● **Required work**: Reproduce the listing from the line containing "line in this photo." through the end of the listing, inclusive, keeping the request lines unchanged and raising every coordinate in the answers by 120.

● **Material for this exercise**:
* Begin *
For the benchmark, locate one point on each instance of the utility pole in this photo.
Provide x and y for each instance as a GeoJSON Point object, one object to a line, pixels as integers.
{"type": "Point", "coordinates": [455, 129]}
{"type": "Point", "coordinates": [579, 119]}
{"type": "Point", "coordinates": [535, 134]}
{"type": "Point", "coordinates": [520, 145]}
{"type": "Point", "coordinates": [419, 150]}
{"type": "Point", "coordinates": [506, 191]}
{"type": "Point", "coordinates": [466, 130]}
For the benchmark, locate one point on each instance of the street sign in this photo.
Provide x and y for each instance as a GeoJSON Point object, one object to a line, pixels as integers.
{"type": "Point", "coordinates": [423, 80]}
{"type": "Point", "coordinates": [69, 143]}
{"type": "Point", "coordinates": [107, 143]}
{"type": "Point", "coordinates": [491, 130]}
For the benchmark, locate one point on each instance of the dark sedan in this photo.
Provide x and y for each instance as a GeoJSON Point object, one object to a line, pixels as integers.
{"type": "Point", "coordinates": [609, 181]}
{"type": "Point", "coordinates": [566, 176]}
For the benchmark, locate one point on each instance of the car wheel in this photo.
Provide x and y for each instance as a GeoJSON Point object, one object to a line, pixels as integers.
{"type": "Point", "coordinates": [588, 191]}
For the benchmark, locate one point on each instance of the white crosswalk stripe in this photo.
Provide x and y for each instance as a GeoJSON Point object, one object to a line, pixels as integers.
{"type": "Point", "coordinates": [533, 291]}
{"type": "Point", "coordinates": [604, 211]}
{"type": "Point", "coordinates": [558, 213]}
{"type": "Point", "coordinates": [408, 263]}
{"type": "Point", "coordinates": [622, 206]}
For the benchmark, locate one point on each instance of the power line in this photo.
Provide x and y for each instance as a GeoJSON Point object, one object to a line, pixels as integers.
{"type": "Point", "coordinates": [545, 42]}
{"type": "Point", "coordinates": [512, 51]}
* End *
● **Task response**:
For the benchmark, locate one point on each instance of the power line in this photo.
Provide x and y for each instance as a GeoJSON Point object, one object to a line, pixels as integers.
{"type": "Point", "coordinates": [665, 162]}
{"type": "Point", "coordinates": [632, 171]}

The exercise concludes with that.